▶ _OBJECTIVE_
Write the next part of the passage from the First Epistle of Clement to the Corinthians, continuing in its style after its final sentence.

▶ _READING TEXT_
The First Epistle of Clement to the Corinthians

Clemens Romanus (Clement of Rome)

Clement of Rome. The Apostolic Fathers, Volume 1. Lake, Kirsopp, editor. London: William Heinemann Ltd.; New York: The Macmillan Company, 1912.

For we shall incur no common harm, but great danger, if we rashly yield ourselves to the purposes of men who rush into strife and sedition, to estrange us from what is right.

Let us be kind to one another, according to the compassion and sweetness of our Maker.

For it is written, The kind shall inhabit the land, and the guiltless shall be left on it, but they who transgress shall be destroyed from off it.

And again he says: I saw the ungodly lifted high, and exalted as the cedars of Lebanon. And I went by, and behold he was not; and I sought his place, and I found it not. Keep innocence, and look on uprightness; for there is a remnant for a peaceable man.

Moreover let us cleave to those whose[*](Cleaving to the peaceable) peacefulness is based on piety and not to those whose wish for peace is hypocrisy.

For it says in one place: This people honoureth me with their lips, but their heart is far from me.

And again, They blessed with their mouth, but cursed in their hearts.

And again it says they loved him with their mouth, and they lied unto him with their tongue, and their heart was not right with him, nor were they faithful in his covenant.

Therefore let the deceitful lips be dumb which speak iniquity against the righteous. And again, May the Lord destroy all the deceitful lips, a tongue that speaketh great things, those who say. Let us magnify our tongue, our lips are our own, who is lord over us?

For the misery of the poor and groaning of the needy, now will I arise, saith the Lord, I will place him in safety,

I will deal boldly with him.

Items in a dataset:
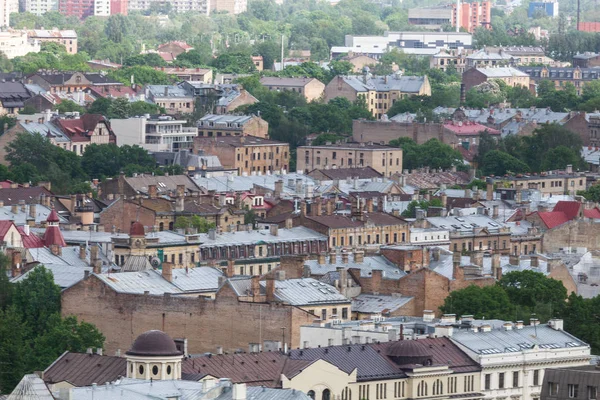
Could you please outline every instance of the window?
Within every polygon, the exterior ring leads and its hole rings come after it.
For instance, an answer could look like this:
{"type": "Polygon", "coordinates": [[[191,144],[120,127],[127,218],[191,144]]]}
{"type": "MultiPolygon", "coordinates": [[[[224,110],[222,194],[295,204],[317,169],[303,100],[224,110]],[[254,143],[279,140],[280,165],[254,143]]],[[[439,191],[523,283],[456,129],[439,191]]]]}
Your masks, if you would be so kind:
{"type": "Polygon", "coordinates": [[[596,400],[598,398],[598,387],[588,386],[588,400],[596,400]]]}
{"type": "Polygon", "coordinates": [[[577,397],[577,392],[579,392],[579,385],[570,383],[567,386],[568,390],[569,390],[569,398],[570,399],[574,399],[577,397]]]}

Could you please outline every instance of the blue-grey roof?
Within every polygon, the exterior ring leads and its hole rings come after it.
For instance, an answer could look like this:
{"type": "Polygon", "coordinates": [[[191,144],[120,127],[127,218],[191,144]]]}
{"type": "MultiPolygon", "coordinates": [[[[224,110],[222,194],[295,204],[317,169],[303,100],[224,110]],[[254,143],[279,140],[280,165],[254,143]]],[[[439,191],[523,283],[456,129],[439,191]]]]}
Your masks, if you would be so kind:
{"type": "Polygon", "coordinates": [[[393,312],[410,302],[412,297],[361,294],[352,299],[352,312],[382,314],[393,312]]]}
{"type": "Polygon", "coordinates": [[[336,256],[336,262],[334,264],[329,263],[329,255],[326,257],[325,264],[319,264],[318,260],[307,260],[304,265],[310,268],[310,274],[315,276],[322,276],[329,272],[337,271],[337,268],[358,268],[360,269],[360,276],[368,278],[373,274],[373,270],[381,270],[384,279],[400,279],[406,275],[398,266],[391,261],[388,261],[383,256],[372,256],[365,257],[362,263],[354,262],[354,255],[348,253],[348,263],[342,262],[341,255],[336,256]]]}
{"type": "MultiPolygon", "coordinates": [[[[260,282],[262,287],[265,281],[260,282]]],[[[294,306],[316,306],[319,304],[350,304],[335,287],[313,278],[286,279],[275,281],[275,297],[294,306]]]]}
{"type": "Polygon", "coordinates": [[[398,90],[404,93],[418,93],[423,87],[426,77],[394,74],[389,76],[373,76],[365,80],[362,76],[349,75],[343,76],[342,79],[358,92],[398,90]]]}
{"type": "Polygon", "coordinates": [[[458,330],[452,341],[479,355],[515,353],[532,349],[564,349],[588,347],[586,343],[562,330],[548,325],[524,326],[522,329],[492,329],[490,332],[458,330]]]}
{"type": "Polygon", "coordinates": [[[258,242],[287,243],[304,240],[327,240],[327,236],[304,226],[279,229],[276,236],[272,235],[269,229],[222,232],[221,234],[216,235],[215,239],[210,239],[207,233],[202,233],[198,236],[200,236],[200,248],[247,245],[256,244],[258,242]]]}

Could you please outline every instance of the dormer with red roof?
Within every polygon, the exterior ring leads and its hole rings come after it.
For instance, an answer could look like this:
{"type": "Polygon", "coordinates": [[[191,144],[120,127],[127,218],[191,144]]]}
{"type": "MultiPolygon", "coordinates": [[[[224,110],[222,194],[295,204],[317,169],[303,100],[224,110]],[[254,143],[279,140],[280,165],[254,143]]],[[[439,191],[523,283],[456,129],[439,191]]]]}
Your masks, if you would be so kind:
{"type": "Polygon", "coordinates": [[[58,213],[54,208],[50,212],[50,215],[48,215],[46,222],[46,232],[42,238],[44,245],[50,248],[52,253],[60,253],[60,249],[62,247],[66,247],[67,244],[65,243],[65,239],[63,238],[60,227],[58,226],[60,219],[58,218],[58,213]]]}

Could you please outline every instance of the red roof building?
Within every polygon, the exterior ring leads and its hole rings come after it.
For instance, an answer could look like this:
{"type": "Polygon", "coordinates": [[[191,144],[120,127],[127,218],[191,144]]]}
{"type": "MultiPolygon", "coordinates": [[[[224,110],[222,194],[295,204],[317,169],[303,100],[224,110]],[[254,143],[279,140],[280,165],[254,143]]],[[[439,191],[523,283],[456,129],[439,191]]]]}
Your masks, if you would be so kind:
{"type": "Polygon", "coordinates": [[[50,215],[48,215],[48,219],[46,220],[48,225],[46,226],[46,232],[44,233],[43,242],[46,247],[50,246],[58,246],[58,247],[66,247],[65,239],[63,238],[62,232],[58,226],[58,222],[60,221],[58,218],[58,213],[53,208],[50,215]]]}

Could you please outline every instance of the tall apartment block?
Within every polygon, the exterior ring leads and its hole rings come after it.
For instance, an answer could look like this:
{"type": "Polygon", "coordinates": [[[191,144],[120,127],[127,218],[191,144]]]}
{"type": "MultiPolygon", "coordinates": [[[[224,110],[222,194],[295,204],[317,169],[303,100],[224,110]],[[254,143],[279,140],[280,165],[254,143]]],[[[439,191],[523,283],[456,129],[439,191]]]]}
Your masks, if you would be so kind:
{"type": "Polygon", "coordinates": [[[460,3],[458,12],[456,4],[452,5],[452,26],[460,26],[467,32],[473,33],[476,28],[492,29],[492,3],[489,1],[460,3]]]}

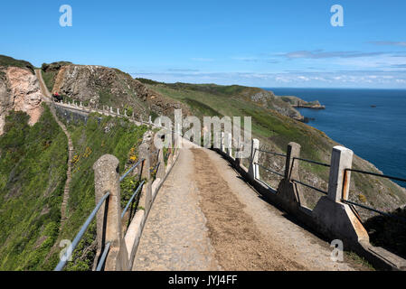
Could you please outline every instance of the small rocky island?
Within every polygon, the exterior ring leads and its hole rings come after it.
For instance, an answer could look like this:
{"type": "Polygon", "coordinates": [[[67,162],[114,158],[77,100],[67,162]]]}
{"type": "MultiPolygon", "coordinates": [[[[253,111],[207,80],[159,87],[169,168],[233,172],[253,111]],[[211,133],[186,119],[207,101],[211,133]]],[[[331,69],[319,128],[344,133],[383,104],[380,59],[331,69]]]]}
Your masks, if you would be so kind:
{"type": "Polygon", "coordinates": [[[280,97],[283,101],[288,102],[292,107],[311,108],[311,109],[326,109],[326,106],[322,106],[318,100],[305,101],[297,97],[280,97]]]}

...

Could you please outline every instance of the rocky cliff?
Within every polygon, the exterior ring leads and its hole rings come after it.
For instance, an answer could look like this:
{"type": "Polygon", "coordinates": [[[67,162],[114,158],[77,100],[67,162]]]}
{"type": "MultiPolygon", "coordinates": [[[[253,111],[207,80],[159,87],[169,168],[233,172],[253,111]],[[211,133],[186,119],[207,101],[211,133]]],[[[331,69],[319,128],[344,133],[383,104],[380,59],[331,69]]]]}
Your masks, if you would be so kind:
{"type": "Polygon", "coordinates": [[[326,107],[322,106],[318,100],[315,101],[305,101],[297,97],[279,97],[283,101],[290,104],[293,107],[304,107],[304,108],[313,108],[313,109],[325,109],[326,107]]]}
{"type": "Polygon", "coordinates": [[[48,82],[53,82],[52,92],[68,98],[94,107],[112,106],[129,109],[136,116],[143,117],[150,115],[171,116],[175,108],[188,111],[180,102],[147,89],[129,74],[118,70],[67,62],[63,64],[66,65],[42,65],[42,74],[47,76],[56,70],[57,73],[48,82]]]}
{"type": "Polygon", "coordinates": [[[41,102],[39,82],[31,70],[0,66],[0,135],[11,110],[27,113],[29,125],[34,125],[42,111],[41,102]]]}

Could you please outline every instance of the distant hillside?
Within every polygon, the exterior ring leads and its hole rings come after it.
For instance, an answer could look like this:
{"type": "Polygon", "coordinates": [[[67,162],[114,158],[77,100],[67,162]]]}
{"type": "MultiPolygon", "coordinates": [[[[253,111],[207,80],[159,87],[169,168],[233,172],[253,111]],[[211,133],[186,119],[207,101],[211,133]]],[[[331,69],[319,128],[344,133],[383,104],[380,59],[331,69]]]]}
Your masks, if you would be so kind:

▶ _EXPECTED ANSWER_
For Christ is of those who are humble-minded,[*](The humility of Christ) not of those who exalt themselves over His flock.

The sceptre of the greatness of God, the Lord Jesus Christ, came not with the pomp of pride or of arrogance, for all his power, but was humble-minded, as the Holy Spirit spake concerning him. For it says,

Lord, who has believed our report, and to whom was the arm of the Lord revealed? We declared him before the Lord as a child, as a root in thirsty ground; there is no form in him, nor glory, and we saw him, and he had neither form nor beauty, but his form was without honour, less than the form of man, a man living among stripes and toil, and acquainted with the endurance of weakness; for his face was turned away, he was dishonoured, and not esteemed.

He it is who beareth our sins, and is pained for us, and we regarded him as subject to pain, and stripes and affliction,

but he was wounded for our sins and he has suffered for our iniquities. The chastisement of our peace was upon him; with his bruises were we healed.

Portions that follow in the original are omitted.